* DIRECTIVES:
a - Copy the passage on land in Botswana starting at "To mark the" and ending at "context and reflection.", switching "closing chapters" to "concluding chapters".
b - Pick up the passage on land in Botswana after its last sentence and keep writing.

* PROVIDED PASSAGE:

============================================================

To mark the shifts in focus from which relationships to land are addressed, my book is divided into three parts, with the introductory and closing chapters providing situational context and reflection.
Part 1. Historical Dimensions of Land in Botswana: Contemporary Entanglements
The first part comprises chapters 1 , 2 , and 3 , which explore the historical dimensions of land at the international, national, and regional levels. This part adopts a long-term lens covering precolonial, colonial, and postcolonial trajectories. It does so, however, in a way that does not treat these dimensions as time-bound domains that are delineated and separated out from one another in a linear fashion because the treatment of history is informed by archival material and oral life histories stretching across generations and traversing traditional historical periods. Such a perspective challenges conventional historical narratives predicated on the principle of historicism: the idea that the past is separated from the present (Hirsch and Stewart 2005, 261). Instead, the book s approach to time acknowledges that the past, present and future are mutually implicated (261). 9
Chapter 1 reveals how international forces have had an impact on the system of land tenure that has developed within Botswana. This history is long, beginning with Botswana s struggles in the region, particularly with regard to its neighbors. It is also indelibly marked by its experience of colonialism while under British indirect rule as the Bechuanaland Protectorate (1885-1966). These encounters have given rise to a spatialization of land in terms of the social organization of merafe (tribes) 10 and a nexus involving regular rotation between the village, the lands (where agriculture was and is carried out), and the cattlepost (where livestock were and are kept) that has characterized the life of Batswana 11 into the postindependence period. It also provided a system of access to and control over land that has strengthened the class structure inherent in Tswana social structure that exists today, albeit subject to transformations.
In addition to a historical overview of the development of land tenure in Botswana, chapter 1 documents how the current legal regulation of land that incorporates unwritten, customary law operates alongside statutory and case law derived from European and Cape Colonial law, resulting in three different systems of land tenure that were established during the colonial era and that continue to operate in the country today. As with other African countries, law represented what Martin Chanock observed was the cutting edge of colonialism that promoted a particular vision of social order and property rights in its attempts to control and govern its colonial subjects (1985, 4). This superimposition reflected an ideological quest for power through the inscription of law on territory, for as Franz von Benda-Beckmann, Kebeet von Benda-Beckmann, and Melanie Wiber observe, property regimes cannot be captured in one-dimensional political, economic or legal models (2006, 2). Nonetheless, the colonial model of law sought to make them so by creating separate legal regimes that distinguished between, and were applicable to, the colonizers and the colonized. This approach that embodied separate and parallel systems of law (Hooker 1975) was one in which one land regime applied to the colonizers while another applied to the colonized assigned to tribal areas by their colonial overlords. As a result, colonialism created and maintained boundaries through dualistic or pluralistic legal structures, boundaries in physical space defined and managed by laws and regulations (Home 2012, 9). 12 This chapter explores the resulting complex relations to land through spaces embodying territorial, political, economic, and social relations within which land is currently constituted in Botswana. It outlines the contemporary dilemmas that transformations over time have brought about with regard to pursuing policies on land and legal reform.

============================================================

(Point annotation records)
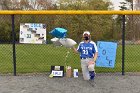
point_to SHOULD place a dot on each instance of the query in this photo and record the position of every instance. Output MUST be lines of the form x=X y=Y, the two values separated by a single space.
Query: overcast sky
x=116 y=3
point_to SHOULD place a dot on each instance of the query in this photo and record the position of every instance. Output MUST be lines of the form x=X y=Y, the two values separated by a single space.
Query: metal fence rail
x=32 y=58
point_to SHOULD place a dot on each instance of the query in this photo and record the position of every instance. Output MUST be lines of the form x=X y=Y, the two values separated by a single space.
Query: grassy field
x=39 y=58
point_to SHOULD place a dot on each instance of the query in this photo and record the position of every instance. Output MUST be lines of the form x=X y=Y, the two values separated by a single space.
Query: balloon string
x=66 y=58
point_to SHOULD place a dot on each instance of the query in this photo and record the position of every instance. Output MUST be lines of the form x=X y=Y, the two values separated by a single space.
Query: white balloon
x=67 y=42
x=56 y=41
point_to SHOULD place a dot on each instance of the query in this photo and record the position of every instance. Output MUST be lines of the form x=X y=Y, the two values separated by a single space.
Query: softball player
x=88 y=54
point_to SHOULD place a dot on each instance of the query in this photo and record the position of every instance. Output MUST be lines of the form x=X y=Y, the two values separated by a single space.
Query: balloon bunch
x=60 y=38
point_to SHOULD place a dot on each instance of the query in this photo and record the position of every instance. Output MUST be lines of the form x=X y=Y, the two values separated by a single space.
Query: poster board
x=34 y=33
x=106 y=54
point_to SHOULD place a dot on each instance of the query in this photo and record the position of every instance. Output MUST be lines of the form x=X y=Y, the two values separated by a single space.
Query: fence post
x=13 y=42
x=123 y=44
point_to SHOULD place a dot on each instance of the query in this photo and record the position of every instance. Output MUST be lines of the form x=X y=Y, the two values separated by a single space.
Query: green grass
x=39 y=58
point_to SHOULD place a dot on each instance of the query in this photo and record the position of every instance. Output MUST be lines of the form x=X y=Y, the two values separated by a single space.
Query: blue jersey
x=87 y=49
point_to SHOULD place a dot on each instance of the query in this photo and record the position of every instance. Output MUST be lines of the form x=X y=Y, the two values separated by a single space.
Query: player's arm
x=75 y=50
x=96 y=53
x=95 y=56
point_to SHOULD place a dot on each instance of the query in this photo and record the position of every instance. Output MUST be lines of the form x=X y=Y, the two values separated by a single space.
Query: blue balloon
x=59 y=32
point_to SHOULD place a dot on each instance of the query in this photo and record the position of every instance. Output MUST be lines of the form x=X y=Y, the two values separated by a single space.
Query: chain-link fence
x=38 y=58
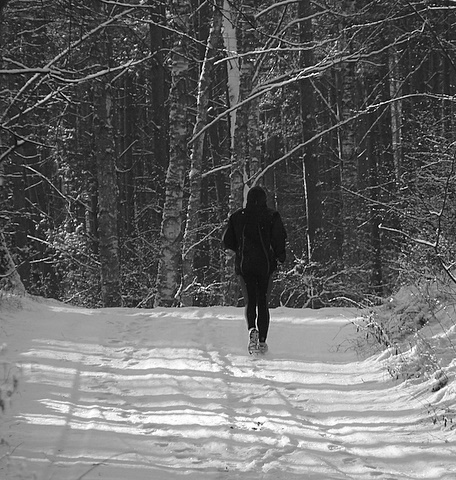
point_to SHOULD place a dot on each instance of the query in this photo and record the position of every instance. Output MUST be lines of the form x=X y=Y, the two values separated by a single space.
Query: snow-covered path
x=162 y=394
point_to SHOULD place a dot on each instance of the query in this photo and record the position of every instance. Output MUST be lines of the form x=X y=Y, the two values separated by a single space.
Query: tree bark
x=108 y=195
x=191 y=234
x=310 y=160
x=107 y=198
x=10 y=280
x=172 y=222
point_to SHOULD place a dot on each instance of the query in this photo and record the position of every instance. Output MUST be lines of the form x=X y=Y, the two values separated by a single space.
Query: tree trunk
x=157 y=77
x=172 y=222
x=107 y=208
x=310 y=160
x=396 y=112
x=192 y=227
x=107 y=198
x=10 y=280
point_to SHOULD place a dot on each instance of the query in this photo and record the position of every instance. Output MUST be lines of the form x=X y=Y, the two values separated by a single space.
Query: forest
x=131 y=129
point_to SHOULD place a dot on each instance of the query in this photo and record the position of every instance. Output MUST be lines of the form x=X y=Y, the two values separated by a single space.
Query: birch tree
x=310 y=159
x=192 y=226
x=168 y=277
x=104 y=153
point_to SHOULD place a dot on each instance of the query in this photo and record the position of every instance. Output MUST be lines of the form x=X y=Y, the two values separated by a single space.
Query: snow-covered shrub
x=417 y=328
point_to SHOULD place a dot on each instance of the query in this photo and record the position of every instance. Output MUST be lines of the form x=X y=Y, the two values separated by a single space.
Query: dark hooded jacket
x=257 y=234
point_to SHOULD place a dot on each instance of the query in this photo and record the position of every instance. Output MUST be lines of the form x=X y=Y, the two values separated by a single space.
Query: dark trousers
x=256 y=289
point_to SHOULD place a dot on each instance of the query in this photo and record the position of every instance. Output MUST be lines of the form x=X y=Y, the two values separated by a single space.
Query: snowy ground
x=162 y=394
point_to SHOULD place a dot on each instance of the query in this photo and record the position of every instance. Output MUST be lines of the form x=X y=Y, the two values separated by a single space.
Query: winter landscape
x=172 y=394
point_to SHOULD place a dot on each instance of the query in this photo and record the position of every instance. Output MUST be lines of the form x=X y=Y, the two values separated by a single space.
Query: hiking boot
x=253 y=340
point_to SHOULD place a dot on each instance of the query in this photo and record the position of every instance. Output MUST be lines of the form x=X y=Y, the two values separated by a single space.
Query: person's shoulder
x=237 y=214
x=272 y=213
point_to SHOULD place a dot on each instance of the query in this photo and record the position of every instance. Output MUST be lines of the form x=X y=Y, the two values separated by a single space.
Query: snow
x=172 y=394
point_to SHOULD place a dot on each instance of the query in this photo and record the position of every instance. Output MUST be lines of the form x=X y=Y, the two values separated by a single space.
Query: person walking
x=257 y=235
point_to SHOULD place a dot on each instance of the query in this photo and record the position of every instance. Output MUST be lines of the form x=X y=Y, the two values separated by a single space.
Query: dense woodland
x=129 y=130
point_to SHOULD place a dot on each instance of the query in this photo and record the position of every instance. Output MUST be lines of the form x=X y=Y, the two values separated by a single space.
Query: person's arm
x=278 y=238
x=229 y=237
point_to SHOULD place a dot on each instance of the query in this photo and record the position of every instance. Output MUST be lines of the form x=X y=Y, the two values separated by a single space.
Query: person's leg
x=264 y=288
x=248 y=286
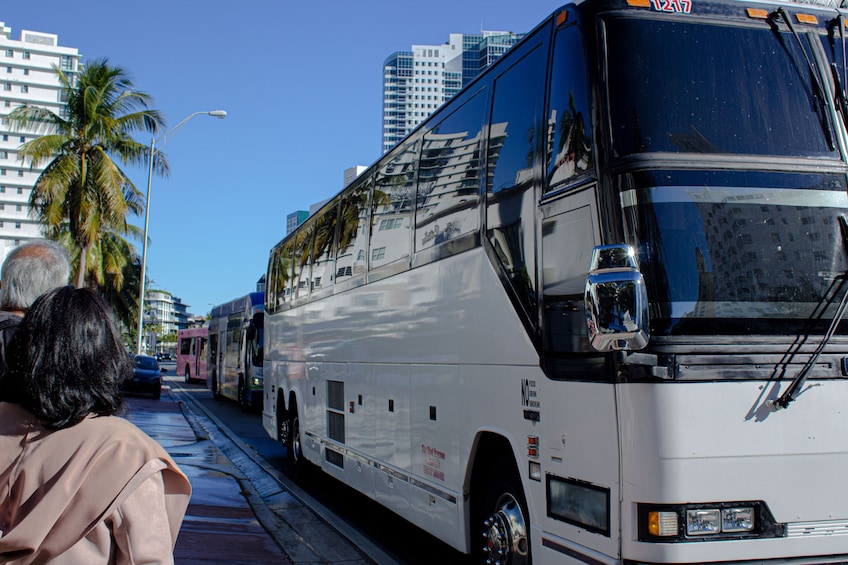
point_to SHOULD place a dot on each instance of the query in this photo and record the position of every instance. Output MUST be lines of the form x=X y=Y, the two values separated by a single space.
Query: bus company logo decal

============================================================

* ANSWERS PER TASK:
a -
To mark the shifts in focus from which relationships to land are addressed, my book is divided into three parts, with the introductory and concluding chapters providing situational context and reflection.

b -
Chapter 2 situates the context in which a current national policy on land is being developed by the government of Botswana. The focus is on the state as an actor in international and national affairs and as a participant in transnational relations across state borders. For example, Botswana s Vision 2016 represents the ideological framework guiding all national policies and programs seeking to promote development in the country in line with the United Nations Millennium Declaration to which Botswana was a signatory in 2000 (now replaced by the 2030 Global Agenda for Sustainable Development). From a national or state perspective, land administration involves questions of economic development linked to bi- and multilateral treaties negotiated with other national states and transnational organizations like the European Union (EU) or development agencies such as the World Bank. It involves forming an overview of what is in the best interests of the country as a whole , in order to facilitate an educated and informed nation (Botswana 2009b). This overview requires taking account of all citizens in Botswana as well as the varying sectors that make up the state representing a patchwork of different institutions and interests.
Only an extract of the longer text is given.